··· DOCUMENT TEXT ···

A related concern is that unchecked gum disease can lead to premature birth. Of course, unchecked gum disease should always be a concern, but pregnant women need to therefore give treatment of periodontitis especially high priority.

Medications, anesthesia, X-rays

Dentistry is a practice characterized by frequent use of medications and chemicals. Knowing what medications are safe for pregnant women and what are not leads to a general recommendation to avoid procedures using chemicals and medications with unknown effects on a developing fetus.


Local anesthesia during pregnancy is considered innocuous, since no real evidence of harmful effects to the fetus exists. However, this is not a widely studied area, so dentists will generally take a conservative approach and schedule work involving local anesthetics to happen either outside the pregnancy or in the latter phases of the pregnancy.

A dentist may put off taking x-rays until after a baby is born. If x-rays are unavoidable, the dentist can ensure x-rays consider your baby’s safety.



During pregnancy, increase calcium intake. Calcium protects bone mass and assists in the nutritional needs of developing babies. Dietary calcium can be found in milk, cheese, unsweetened yoghurt, and calcium-fortified soymilk. Also, increase Vitamin D intake, as it helps the body incorporate calcium. Sources for Vitamin D include cheese, fortified margarine, fatty fish (salmon, sardines), and eggs.


Food cravings are sometimes a trait of pregnancy. Cravings for sugary snacks should be managed by snacking on low-sugar foods instead, frequent rinsing and brushing, and choosing healthier options, such as fresh fruits.

Scheduling dental work

Much of managing dental work during pregnancy is a matter of scheduling and timing. Communication and coordination with your dentist are very effective ways to navigate dentistry both before and while pregnant.

Before pregnancy

If a pregnancy is being planned, it is a relatively simple matter to complete complicated dental work before becoming pregnant. Doing so removes any potential for complications. However, such planning is not always possible; in those cases, choosing when to deal with dental issues is a matter of timing work to coordinate best with pregnancy.

··· EXTRACTED DATA ···

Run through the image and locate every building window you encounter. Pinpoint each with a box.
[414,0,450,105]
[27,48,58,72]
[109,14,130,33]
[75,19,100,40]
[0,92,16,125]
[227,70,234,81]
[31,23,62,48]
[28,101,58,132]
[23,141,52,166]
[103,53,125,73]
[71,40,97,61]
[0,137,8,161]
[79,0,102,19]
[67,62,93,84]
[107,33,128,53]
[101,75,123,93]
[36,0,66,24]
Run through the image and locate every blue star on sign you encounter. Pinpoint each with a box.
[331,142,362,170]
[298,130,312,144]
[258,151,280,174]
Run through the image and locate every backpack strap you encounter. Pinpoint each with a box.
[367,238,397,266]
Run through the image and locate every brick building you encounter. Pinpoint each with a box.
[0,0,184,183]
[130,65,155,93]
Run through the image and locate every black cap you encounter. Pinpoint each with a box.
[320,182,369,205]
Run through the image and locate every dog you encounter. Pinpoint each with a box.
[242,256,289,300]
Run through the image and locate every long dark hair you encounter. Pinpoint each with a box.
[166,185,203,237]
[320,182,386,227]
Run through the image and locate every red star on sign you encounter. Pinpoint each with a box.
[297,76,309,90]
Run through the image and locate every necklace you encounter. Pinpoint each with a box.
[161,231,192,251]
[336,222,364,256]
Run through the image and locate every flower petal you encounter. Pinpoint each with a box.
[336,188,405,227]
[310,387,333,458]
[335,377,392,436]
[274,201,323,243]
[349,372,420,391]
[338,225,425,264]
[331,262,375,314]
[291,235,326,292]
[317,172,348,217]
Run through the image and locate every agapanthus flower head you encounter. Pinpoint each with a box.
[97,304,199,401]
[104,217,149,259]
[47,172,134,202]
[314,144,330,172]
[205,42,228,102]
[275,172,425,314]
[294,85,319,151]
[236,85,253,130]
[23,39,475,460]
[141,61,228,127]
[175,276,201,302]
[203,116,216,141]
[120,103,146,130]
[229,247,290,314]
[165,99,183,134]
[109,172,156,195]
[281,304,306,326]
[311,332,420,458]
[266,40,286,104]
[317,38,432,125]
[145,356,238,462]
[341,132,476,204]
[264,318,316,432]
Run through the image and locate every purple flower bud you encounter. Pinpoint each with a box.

···

> _TASKS FOR THIS EXERCISE_
1) Translate this sentence from the passage on dental care during pregnancy into Spanish: "Calcium protects bone mass and assists in the nutritional needs of developing babies."
2) Decide whether each statement agrees with the passage on dental care during pregnancy. Answer yes or no, and quote the words from the passage that settle it.
(a) Local anesthesia during pregnancy has been widely studied.
(b) A dentist may delay taking x-rays until after the baby is born.
(c) Vitamin D helps the body incorporate calcium.
3) List every source of Vitamin D that the passage on dental care during pregnancy names.
The listing comes from a source unrelated to the passage on dental care during pregnancy.

> _TASK-BY-TASK RESULTS_
1) El calcio protege la masa ósea y contribuye a las necesidades nutricionales de los bebés en desarrollo.

2)
(a) No: "this is not a widely studied area"
(b) Yes: "A dentist may put off taking x-rays until after a baby is born."
(c) Yes: "it helps the body incorporate calcium"

3)
- cheese
- fortified margarine
- fatty fish (salmon, sardines)
- eggs